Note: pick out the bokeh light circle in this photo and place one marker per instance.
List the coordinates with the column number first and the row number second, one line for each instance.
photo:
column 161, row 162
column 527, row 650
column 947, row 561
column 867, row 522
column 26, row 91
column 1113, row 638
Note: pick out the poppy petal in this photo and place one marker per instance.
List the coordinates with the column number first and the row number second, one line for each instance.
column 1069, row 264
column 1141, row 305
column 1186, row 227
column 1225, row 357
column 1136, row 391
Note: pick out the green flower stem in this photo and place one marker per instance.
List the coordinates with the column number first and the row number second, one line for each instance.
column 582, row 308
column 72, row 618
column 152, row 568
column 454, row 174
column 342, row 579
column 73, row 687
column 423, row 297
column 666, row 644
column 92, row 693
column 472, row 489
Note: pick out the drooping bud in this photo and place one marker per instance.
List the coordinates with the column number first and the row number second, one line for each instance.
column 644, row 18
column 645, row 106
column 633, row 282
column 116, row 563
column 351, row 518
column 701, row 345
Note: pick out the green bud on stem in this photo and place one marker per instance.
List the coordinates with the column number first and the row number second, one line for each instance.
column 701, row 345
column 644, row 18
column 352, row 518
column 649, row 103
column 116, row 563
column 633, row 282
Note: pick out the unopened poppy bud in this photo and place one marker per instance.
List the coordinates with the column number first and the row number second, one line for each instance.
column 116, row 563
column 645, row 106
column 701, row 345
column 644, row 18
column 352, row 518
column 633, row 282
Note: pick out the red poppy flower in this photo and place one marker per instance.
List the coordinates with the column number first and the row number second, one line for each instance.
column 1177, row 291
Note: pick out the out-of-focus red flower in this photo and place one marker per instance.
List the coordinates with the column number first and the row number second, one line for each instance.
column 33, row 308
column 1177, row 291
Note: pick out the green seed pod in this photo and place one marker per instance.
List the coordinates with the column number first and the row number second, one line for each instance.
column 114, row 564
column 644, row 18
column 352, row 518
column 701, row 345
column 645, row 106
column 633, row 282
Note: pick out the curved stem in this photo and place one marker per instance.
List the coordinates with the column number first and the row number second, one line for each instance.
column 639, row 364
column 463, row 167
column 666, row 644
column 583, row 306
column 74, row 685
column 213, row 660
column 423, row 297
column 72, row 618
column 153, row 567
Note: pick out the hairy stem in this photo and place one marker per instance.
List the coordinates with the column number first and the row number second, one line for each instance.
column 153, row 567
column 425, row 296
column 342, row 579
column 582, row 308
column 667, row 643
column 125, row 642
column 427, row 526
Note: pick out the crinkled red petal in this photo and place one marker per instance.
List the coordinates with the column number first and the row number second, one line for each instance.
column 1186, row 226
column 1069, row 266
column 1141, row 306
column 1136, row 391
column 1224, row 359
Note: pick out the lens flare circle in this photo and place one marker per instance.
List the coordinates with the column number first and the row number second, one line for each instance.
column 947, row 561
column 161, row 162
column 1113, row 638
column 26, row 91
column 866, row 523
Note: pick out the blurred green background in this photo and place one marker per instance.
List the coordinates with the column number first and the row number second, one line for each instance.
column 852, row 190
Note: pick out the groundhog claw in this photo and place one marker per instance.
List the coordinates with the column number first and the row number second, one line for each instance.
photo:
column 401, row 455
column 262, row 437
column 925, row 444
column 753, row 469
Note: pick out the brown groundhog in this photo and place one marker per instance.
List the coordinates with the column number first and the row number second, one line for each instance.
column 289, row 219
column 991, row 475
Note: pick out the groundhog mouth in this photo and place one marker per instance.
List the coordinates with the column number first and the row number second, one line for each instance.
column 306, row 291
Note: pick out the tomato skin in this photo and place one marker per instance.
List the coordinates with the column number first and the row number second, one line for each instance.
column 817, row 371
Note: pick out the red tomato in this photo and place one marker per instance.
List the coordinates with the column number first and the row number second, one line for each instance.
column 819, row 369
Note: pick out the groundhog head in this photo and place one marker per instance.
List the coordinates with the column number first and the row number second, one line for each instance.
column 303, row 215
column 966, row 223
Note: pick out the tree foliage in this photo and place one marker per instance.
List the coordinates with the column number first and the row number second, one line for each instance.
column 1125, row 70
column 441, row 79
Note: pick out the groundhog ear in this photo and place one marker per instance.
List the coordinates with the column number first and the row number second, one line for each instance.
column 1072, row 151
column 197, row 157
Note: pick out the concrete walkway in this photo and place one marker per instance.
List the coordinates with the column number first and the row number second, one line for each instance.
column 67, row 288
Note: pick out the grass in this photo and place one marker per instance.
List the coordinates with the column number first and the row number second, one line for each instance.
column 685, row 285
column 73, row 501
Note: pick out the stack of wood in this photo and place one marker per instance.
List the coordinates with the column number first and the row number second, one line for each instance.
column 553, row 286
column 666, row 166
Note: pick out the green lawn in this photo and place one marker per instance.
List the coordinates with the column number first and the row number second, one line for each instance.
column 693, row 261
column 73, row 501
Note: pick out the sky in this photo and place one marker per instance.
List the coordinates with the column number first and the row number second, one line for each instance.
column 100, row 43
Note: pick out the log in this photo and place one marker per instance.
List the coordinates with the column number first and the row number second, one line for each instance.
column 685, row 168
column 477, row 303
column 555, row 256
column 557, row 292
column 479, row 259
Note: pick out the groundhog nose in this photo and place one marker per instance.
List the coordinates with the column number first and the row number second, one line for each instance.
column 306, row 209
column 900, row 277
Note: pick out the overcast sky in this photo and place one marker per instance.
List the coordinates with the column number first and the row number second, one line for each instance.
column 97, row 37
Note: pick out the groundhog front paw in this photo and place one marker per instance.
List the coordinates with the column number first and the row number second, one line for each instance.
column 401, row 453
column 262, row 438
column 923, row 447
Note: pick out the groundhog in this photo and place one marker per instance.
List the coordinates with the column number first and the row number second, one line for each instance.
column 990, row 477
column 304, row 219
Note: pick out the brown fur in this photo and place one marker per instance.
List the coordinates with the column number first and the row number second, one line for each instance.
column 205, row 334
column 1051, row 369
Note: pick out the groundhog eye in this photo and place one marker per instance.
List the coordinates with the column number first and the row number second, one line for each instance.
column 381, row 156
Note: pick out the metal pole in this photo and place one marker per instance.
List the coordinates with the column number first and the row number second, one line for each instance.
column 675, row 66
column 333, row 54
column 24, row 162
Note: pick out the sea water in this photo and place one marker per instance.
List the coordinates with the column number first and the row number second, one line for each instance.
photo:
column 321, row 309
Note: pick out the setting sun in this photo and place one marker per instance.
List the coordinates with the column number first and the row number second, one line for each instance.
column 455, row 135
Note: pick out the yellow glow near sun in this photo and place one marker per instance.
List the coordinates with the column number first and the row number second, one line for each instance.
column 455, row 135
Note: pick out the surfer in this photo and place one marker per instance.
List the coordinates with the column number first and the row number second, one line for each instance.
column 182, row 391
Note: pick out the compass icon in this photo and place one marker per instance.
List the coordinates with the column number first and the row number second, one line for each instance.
_____
TASK DIRECTIONS: Print all of the rows above again, word for word, with nothing added or changed.

THE RESULT:
Note: pick out the bokeh light circle in this photo and place one marker per instance.
List the coordinates with the column number first and the row number second, one line for each instance.
photo:
column 161, row 162
column 527, row 650
column 947, row 561
column 867, row 522
column 26, row 91
column 1113, row 638
Note: pick out the poppy petal in this photo and place one marker per instance.
List the coordinates with the column number first and the row number second, one line for each instance.
column 1069, row 264
column 1141, row 305
column 1186, row 227
column 1225, row 357
column 1136, row 391
Note: pick out the green flower stem in this photo and place one marker per instance.
List the coordinates with the column number first and the row number second, one line for each instance.
column 582, row 308
column 72, row 618
column 152, row 568
column 454, row 174
column 342, row 579
column 73, row 687
column 423, row 297
column 666, row 644
column 92, row 693
column 472, row 489
Note: pick out the drooping bud in this photo and place one marker per instance.
List the coordinates with the column number first and the row number second, one line for each instance.
column 644, row 18
column 645, row 106
column 633, row 282
column 116, row 563
column 351, row 518
column 701, row 345
Note: pick out the green bud on stem in this photo and place one marker per instance.
List the coordinates with the column number first and the row number second, one line for each instance.
column 701, row 345
column 644, row 18
column 352, row 518
column 649, row 103
column 116, row 563
column 633, row 282
Note: pick out the unopened poppy bud in this photo and place one marker per instance.
List the coordinates with the column number first and the row number second, one line for each instance.
column 116, row 563
column 645, row 106
column 701, row 345
column 644, row 18
column 352, row 518
column 633, row 282
Note: pick out the red poppy flower in this photo and place one marker per instance.
List the coordinates with the column number first and the row number second, one line for each instance.
column 1177, row 291
Note: pick out the out-of-focus red flower in this photo and place one marker per instance.
List the coordinates with the column number first and the row number second, one line for each instance.
column 33, row 308
column 1177, row 291
Note: pick out the green seed pod in this photo and place one marker per instance.
List the coordinates with the column number first and the row number second, one line for each instance.
column 114, row 564
column 644, row 18
column 352, row 518
column 701, row 345
column 645, row 106
column 633, row 282
Note: pick out the curved stem in this photo and place one marker per instance.
List the coordinates with the column number first and the row number second, one line for each instance.
column 639, row 364
column 463, row 167
column 666, row 644
column 583, row 306
column 74, row 685
column 213, row 660
column 423, row 297
column 72, row 618
column 153, row 567
Note: pick out the hairy stem in this photo and place one marker per instance.
List the coordinates with the column number first and the row number second, one line for each instance.
column 153, row 567
column 425, row 296
column 342, row 579
column 582, row 308
column 667, row 643
column 125, row 642
column 427, row 526
Note: pick out the crinkled red petal in this photo and place one marker per instance.
List the coordinates with the column number first and the row number second, one line for each instance.
column 1186, row 226
column 1069, row 266
column 1141, row 306
column 1136, row 391
column 1224, row 359
Note: pick out the lens flare circle in this photo and place one marker per instance.
List the coordinates with the column number first and the row number second, one line for each instance.
column 947, row 561
column 161, row 162
column 1113, row 638
column 26, row 91
column 866, row 523
Note: pick out the blurred green background in this photo and place one marker per instance.
List the coordinates with the column number first and the row number second, one line for each instance.
column 852, row 190
Note: pick out the groundhog claw in this photo and place one marker per instance.
List the coordinates with the column number first and the row number second, one line for each instance.
photo:
column 401, row 455
column 262, row 437
column 925, row 444
column 753, row 469
Note: pick out the brown groundhog in this photo and place one marker per instance.
List the coordinates with the column number first and the row number second, one line for each instance.
column 289, row 219
column 991, row 475
Note: pick out the groundhog mouth in this photo and place one marker per instance.
List the coordinates with the column number first and the row number second, one line for each instance.
column 306, row 291
Note: pick out the tomato skin in this photo and place one marker per instance.
List the coordinates with the column number first and the row number second, one line for each instance.
column 817, row 371
Note: pick out the red tomato in this photo and place one marker per instance.
List the coordinates with the column number first and the row number second, one line for each instance.
column 819, row 369
Note: pick out the groundhog head in this photo and place one marker per instance.
List the coordinates with the column number first and the row number second, one line for each instance.
column 303, row 215
column 966, row 223
Note: pick out the tree foliage in this photo and place one marker per instance.
List the coordinates with the column number first and the row number second, one line for each instance.
column 1125, row 70
column 441, row 79
Note: pick out the groundhog ear in this photo and place one marker per instance.
List the coordinates with the column number first and the row number second, one line for each instance.
column 1072, row 151
column 197, row 157
Note: pick out the concrete walkway in this photo and place one marker per instance.
List the coordinates with the column number first and the row number second, one line for each instance.
column 67, row 288
Note: pick out the grass in this photo and place one marker per instance.
List the coordinates with the column number first and the row number second, one line for each instance.
column 685, row 285
column 73, row 501
Note: pick out the stack of wood in this photo and place one marker per instance.
List the coordinates with the column number first and the row number second, one line for each instance.
column 553, row 286
column 666, row 166
Note: pick out the green lawn in this photo and place one marker per instance.
List the coordinates with the column number first and the row number second, one line for each instance.
column 693, row 261
column 73, row 501
Note: pick out the sky in this photo and place one marker per instance.
List the coordinates with the column number first and the row number second, one line for each instance.
column 100, row 43
Note: pick out the log in this photo and place one marker per instance.
List the coordinates with the column number first and the row number second, one line for each instance.
column 685, row 168
column 477, row 303
column 555, row 256
column 557, row 292
column 479, row 259
Note: pick out the groundhog nose in this photo and place one marker per instance.
List the coordinates with the column number first and the row number second, one line for each instance.
column 306, row 209
column 900, row 277
Note: pick out the overcast sky in this photo and place one marker per instance.
List the coordinates with the column number first and the row number second, one line for each instance.
column 97, row 37
Note: pick out the groundhog front paw in this photo and place one marker per instance.
List the coordinates with the column number first and the row number second, one line for each instance.
column 401, row 453
column 262, row 438
column 923, row 447
Note: pick out the groundhog in this photo and place one marker per instance.
List the coordinates with the column number first and the row number second, one line for each instance.
column 990, row 477
column 304, row 219
Note: pick out the brown fur in this photo and place one marker per instance.
List the coordinates with the column number first and the row number second, one line for each instance.
column 205, row 334
column 1051, row 369
Note: pick out the groundhog eye in this photo and place one marker per instance.
List the coordinates with the column number first and the row number second, one line for each instance.
column 381, row 156
Note: pick out the metal pole in this photo and place one marker per instance.
List the coordinates with the column number first and the row number second, one line for each instance.
column 675, row 66
column 333, row 54
column 24, row 162
Note: pick out the sea water in this photo and place one marker per instance.
List the coordinates with the column number first and the row number second, one line for each instance.
photo:
column 321, row 309
Note: pick out the setting sun in this photo and place one marker per instance.
List the coordinates with the column number first and the row number second, one line for each instance.
column 455, row 135
Note: pick out the yellow glow near sun in this photo and place one marker per instance.
List the coordinates with the column number first and the row number second, one line for each instance.
column 455, row 135
Note: pick out the surfer in this photo and place one marker per instance.
List the coordinates with the column number first and the row number second, one line for each instance.
column 182, row 391
Note: pick out the compass icon in this photo and place one marker per instance.
List the coordinates with the column number first and the row number second, one line for each instance.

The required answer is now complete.